%%
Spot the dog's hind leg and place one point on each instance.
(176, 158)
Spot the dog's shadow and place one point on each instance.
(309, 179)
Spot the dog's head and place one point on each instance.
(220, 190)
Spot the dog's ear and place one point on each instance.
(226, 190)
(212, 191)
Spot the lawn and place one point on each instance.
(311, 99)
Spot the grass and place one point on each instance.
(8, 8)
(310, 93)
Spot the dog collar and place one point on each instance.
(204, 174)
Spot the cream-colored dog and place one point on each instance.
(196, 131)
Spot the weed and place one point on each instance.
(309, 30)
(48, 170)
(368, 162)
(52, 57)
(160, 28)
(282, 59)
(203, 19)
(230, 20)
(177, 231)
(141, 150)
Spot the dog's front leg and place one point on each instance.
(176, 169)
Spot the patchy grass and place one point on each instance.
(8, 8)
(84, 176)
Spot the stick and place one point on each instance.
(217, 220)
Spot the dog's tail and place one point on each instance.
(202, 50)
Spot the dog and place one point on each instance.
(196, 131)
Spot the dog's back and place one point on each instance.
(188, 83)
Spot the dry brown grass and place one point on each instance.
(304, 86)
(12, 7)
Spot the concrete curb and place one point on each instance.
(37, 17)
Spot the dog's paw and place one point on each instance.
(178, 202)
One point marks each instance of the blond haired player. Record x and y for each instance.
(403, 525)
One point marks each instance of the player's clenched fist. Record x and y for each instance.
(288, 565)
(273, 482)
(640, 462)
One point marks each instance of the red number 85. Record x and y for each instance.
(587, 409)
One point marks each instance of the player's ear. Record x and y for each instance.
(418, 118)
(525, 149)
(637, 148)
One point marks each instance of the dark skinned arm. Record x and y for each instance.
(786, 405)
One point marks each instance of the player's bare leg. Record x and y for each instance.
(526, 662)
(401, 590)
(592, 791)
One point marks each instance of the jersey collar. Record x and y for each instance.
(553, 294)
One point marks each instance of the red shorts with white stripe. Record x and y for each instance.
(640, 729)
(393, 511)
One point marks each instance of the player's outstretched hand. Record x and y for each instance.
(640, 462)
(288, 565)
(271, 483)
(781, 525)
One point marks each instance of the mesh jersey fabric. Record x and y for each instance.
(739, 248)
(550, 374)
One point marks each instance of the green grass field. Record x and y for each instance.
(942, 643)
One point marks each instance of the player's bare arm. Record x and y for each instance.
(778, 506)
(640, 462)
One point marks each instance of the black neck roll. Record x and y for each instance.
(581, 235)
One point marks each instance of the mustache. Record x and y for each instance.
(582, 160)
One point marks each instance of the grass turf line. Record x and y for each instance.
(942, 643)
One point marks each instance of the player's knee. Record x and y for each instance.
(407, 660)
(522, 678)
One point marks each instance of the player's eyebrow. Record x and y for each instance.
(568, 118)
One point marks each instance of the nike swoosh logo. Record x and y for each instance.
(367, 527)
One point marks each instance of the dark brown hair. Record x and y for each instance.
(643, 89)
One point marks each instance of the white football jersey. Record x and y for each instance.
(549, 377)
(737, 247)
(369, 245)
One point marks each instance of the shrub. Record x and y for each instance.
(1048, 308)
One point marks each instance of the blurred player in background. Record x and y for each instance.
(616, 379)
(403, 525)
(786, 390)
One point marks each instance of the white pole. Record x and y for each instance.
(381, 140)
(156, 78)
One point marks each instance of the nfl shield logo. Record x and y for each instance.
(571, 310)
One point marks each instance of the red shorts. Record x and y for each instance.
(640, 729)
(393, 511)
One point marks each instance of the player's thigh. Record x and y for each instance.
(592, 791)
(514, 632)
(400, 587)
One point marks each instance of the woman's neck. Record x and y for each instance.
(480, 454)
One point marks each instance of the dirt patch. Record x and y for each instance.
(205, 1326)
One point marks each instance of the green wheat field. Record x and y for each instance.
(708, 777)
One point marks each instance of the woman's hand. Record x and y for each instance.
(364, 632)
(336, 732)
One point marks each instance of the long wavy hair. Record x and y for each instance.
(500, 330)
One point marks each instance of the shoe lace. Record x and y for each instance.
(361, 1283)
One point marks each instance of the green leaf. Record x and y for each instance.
%%
REQUIRED WORK
Your job is to output all of the material exactly.

ANSWER SPACE
Spot the dog's hind leg and place one point on each instance.
(176, 158)
Spot the dog's shadow and place one point on each instance.
(309, 179)
Spot the dog's head and place one point on each instance.
(220, 190)
Spot the dog's ear and place one point on each instance.
(226, 190)
(212, 191)
Spot the lawn and place one point on each instance.
(311, 99)
Spot the grass and place one point on each instance.
(8, 8)
(310, 93)
Spot the dog collar and place one point on each instance.
(204, 174)
Spot the cream-colored dog and place one point on each instance.
(196, 131)
Spot the weed and place one point on each instance.
(309, 30)
(48, 170)
(368, 162)
(52, 57)
(160, 28)
(282, 59)
(203, 19)
(230, 20)
(177, 231)
(141, 150)
Spot the dog's front leg and place one point on each instance.
(176, 169)
Spot the patchy grass and place one point on each instance.
(8, 8)
(84, 176)
Spot the stick and place one point on each instance.
(217, 220)
Spot the dog's tail and place one point on each instance.
(202, 50)
Spot the dog and place one point on each instance.
(196, 131)
Spot the dog's back and place one point on each instance.
(188, 83)
Spot the dry brown grass and place one point on each instance.
(304, 86)
(12, 7)
Spot the concrete curb and place one point on each instance.
(37, 17)
Spot the dog's paw and place one point on each instance.
(178, 202)
One point marks each instance of the blond haired player. Record x and y for each instance.
(403, 525)
One point marks each instance of the player's clenched fist. Record x and y for each instance.
(288, 565)
(273, 482)
(640, 462)
One point marks each instance of the red number 85. Record x and y for each instance.
(587, 409)
One point marks each instance of the player's ear. Record x and y for each instance.
(418, 118)
(525, 149)
(637, 148)
One point marks each instance of the dark skinned arm. Record x and y for each instance.
(786, 405)
One point marks each instance of the player's bare leg. Record x and y for each instance.
(526, 662)
(401, 590)
(592, 791)
One point marks each instance of the jersey collar. Record x and y for each instance.
(553, 294)
One point marks each instance of the red shorts with white stripe. Record x and y for each instance.
(640, 729)
(393, 511)
One point marks each instance of the player's outstretched hand. Record x and y for each instance.
(640, 462)
(288, 565)
(271, 483)
(781, 525)
One point marks each instance of the mesh jersey fabric. Record x and y for each instance.
(739, 248)
(550, 374)
One point marks each instance of the green grass field. Record x and y for each instance.
(942, 643)
One point marks each instance of the player's bare arm. Record x and y for each instance.
(778, 506)
(640, 462)
One point marks each instance of the black neck roll. Record x and y for each instance.
(581, 235)
One point marks each instance of the mustache. Record x and y for each instance.
(582, 160)
One point marks each instance of the grass turf line. Record x and y for each instance.
(942, 643)
One point marks each instance of the player's knee. Record x and y for each instance.
(407, 660)
(522, 678)
One point marks each instance of the player's eyebrow. Record x and y for each instance.
(568, 118)
One point marks each instance of the nike swoosh logo. Record x and y for each instance.
(367, 527)
One point marks each instance of the dark brown hair. Record x and y for each instance.
(643, 89)
One point marks each instance of the white football jersey. Record x and y for each instance.
(549, 377)
(737, 247)
(369, 245)
One point marks each instance of the shrub. Record x and y for each instance.
(1048, 308)
One point marks each instance of the blurred player in background. Record x and y for each instance.
(616, 379)
(403, 525)
(786, 390)
One point marks each instance of the white pole. Record x and y for each instance.
(381, 140)
(156, 78)
One point marks each instance of the nfl shield logo. Record x and y for each instance.
(571, 310)
One point marks each instance of the red shorts. Record x and y for each instance.
(640, 729)
(393, 511)
One point marks each instance of the player's thigh. Record x and y for each instance.
(592, 791)
(514, 632)
(400, 587)
One point marks each instance of the woman's neck. Record x and y for each instance.
(480, 454)
One point marks each instance of the dirt patch. Record x and y for each instance.
(205, 1326)
One point marks each instance of the green wheat field. Record x and y for each instance.
(708, 777)
One point marks each instance of the woman's hand. Record x and y for each instance.
(364, 632)
(336, 732)
One point marks each instance of the long wavy hair. Record x and y for each instance.
(500, 330)
One point marks each instance of the shoe lace. Record x and y for each instance.
(361, 1283)
One point marks each instance of the green leaf. Record x and y for each instance.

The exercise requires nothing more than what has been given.